--- What is being asked ---
Reproduce the opening lines of the records exactly, up to and including the line in which "rough mask: <svg" occurs.

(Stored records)
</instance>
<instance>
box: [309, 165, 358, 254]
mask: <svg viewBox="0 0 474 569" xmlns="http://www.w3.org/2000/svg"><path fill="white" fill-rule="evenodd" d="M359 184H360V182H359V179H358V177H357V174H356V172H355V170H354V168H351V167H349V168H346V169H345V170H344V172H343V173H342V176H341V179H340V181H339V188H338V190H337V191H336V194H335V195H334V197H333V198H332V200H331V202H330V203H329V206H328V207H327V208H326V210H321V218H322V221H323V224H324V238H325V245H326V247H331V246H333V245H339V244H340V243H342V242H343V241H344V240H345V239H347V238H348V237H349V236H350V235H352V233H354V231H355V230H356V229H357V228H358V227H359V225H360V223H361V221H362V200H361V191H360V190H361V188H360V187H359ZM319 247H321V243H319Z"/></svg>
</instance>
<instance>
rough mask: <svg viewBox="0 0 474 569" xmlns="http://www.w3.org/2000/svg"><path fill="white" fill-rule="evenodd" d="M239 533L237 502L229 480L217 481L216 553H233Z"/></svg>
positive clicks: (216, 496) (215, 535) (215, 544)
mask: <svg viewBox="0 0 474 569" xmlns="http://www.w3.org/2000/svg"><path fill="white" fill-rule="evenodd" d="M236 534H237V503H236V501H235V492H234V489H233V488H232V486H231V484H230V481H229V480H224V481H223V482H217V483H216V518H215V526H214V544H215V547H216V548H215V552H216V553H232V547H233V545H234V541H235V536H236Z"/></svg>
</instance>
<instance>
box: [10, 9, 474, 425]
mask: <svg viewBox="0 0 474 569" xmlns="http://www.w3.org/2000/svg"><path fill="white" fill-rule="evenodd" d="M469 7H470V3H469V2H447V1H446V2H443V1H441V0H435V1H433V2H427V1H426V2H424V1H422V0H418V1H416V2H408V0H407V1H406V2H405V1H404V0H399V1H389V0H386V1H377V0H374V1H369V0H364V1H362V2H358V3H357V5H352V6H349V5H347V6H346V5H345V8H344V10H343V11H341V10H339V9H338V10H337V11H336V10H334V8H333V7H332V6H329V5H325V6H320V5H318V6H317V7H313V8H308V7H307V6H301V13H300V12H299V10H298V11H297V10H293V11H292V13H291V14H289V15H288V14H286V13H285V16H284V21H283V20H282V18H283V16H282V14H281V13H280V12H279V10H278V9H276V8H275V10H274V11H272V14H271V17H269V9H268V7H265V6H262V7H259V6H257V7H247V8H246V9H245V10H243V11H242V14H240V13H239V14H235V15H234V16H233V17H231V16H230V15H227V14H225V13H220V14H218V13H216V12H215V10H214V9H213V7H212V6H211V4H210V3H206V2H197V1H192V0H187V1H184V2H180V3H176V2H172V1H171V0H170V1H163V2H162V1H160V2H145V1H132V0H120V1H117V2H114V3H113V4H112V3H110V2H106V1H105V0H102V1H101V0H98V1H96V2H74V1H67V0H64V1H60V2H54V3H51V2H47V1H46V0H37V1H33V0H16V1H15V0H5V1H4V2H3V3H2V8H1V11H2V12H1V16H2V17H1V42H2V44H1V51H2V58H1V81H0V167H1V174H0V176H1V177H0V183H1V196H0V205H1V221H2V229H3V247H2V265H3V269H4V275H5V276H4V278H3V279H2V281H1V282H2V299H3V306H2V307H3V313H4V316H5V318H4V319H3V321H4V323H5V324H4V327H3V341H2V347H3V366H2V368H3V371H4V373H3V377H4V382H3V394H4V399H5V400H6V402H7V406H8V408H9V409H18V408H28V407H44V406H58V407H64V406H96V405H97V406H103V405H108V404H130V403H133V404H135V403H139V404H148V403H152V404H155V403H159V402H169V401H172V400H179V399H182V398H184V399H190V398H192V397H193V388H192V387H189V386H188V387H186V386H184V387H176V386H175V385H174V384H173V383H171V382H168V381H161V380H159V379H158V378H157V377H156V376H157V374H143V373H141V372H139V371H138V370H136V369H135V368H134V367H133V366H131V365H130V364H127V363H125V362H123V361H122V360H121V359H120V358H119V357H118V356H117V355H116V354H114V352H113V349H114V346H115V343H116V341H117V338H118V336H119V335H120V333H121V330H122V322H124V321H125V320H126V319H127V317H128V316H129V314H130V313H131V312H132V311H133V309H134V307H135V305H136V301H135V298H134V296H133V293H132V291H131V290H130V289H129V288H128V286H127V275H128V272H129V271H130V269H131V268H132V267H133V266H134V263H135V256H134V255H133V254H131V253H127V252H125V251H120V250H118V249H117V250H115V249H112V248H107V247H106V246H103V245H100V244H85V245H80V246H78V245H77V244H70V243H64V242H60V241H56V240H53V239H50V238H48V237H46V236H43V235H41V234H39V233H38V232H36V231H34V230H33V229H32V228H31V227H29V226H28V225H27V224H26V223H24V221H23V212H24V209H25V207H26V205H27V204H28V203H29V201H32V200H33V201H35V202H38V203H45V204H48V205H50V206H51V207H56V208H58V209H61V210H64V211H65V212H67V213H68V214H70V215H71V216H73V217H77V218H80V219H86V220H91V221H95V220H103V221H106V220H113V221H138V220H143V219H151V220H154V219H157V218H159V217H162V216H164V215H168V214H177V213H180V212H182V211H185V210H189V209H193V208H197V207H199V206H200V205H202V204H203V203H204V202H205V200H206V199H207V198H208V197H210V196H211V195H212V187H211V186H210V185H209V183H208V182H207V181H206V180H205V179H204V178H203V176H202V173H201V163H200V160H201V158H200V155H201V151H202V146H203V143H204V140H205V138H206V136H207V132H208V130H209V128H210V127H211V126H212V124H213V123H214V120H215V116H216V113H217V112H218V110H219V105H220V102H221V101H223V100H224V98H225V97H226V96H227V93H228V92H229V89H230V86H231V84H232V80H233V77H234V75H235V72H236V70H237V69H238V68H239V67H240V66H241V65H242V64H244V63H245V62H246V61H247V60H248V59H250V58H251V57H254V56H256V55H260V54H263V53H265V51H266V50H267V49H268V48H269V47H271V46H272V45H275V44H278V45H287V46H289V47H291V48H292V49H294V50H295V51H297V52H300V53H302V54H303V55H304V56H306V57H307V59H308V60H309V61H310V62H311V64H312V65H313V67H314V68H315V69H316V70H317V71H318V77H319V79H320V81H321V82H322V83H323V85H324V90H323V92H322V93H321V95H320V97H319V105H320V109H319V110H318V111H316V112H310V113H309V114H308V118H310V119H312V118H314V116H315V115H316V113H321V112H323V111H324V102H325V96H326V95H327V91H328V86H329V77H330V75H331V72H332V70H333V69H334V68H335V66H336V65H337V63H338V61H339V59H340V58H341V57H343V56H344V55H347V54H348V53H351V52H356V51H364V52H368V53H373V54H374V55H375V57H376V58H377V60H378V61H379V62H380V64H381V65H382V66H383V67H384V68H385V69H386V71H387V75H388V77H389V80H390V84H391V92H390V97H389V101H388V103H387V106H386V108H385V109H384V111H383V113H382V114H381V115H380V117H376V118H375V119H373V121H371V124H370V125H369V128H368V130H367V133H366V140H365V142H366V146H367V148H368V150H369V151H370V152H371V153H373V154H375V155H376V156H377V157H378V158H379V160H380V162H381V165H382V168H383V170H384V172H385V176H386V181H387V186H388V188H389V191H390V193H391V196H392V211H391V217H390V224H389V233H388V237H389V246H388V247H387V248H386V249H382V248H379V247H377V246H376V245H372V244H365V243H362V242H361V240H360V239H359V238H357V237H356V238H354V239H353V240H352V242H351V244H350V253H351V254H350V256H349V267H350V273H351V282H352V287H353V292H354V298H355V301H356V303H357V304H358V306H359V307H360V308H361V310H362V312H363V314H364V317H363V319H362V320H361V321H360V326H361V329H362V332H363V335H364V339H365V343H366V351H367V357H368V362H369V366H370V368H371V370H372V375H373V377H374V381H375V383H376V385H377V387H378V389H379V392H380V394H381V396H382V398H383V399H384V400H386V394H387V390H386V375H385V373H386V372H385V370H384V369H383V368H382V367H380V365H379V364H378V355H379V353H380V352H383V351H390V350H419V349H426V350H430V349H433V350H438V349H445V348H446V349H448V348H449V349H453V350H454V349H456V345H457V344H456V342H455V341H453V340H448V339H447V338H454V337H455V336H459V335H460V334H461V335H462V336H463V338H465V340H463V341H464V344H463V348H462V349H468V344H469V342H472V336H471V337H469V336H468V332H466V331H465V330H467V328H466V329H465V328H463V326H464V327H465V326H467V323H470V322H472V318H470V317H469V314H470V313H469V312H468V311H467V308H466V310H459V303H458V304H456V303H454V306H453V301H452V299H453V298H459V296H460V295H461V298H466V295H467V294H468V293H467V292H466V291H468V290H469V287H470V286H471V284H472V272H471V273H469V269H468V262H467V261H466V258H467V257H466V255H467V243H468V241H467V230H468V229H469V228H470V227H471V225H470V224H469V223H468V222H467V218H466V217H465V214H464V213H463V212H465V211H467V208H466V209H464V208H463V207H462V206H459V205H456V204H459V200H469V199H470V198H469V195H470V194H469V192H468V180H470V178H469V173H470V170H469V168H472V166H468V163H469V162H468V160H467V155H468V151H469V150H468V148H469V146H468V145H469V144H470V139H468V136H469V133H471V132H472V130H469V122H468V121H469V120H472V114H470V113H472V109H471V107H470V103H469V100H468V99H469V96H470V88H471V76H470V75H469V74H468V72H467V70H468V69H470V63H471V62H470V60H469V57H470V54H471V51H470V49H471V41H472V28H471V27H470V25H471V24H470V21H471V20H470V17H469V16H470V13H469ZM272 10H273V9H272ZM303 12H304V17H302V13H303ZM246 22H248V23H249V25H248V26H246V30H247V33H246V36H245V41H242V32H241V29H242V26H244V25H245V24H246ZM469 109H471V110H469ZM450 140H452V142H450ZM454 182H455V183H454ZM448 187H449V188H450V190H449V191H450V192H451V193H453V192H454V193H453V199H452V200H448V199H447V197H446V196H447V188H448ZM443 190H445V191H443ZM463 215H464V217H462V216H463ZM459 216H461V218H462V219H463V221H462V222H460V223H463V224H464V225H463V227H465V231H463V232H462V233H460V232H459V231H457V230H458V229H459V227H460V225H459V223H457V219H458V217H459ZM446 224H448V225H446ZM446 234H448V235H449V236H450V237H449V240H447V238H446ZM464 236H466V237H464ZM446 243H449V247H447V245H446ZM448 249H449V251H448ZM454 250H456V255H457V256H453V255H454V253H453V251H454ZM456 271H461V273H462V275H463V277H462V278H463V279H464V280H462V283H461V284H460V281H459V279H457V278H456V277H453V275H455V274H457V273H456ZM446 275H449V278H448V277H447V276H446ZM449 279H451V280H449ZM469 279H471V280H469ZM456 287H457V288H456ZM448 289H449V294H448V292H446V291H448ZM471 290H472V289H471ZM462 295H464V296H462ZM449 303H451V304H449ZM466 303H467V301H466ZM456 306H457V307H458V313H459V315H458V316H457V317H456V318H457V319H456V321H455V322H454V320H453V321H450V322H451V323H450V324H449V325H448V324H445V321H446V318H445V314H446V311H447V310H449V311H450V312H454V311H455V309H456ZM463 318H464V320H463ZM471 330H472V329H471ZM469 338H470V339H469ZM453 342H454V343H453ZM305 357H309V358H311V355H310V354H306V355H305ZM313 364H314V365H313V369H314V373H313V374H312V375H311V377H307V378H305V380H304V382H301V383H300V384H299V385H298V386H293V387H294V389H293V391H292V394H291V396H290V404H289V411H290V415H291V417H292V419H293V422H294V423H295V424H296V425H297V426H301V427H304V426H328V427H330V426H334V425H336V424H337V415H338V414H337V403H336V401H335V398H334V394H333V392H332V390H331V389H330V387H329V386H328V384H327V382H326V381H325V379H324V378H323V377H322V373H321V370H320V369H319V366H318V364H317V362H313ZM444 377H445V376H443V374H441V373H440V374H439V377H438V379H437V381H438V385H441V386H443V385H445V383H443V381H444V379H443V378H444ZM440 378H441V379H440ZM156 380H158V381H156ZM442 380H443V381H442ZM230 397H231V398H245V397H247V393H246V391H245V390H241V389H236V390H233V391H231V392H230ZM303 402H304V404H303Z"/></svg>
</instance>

--- Solution to this problem ---
</instance>
<instance>
box: [309, 165, 358, 254]
mask: <svg viewBox="0 0 474 569" xmlns="http://www.w3.org/2000/svg"><path fill="white" fill-rule="evenodd" d="M359 184H360V182H359V179H358V177H357V174H356V172H355V170H354V168H351V167H349V168H346V169H345V170H344V172H343V173H342V176H341V179H340V181H339V188H338V190H337V191H336V194H335V195H334V197H333V198H332V200H331V202H330V203H329V206H328V207H327V208H326V210H321V218H322V221H323V224H324V238H325V245H326V247H331V246H333V245H339V244H340V243H342V242H343V241H344V240H345V239H347V238H348V237H349V236H350V235H352V233H354V231H355V230H356V229H357V228H358V227H359V225H360V223H361V221H362V200H361V191H360V190H361V188H360V187H359ZM319 247H321V243H319Z"/></svg>
</instance>
<instance>
rough mask: <svg viewBox="0 0 474 569" xmlns="http://www.w3.org/2000/svg"><path fill="white" fill-rule="evenodd" d="M239 533L237 502L229 480L217 481L216 553H233Z"/></svg>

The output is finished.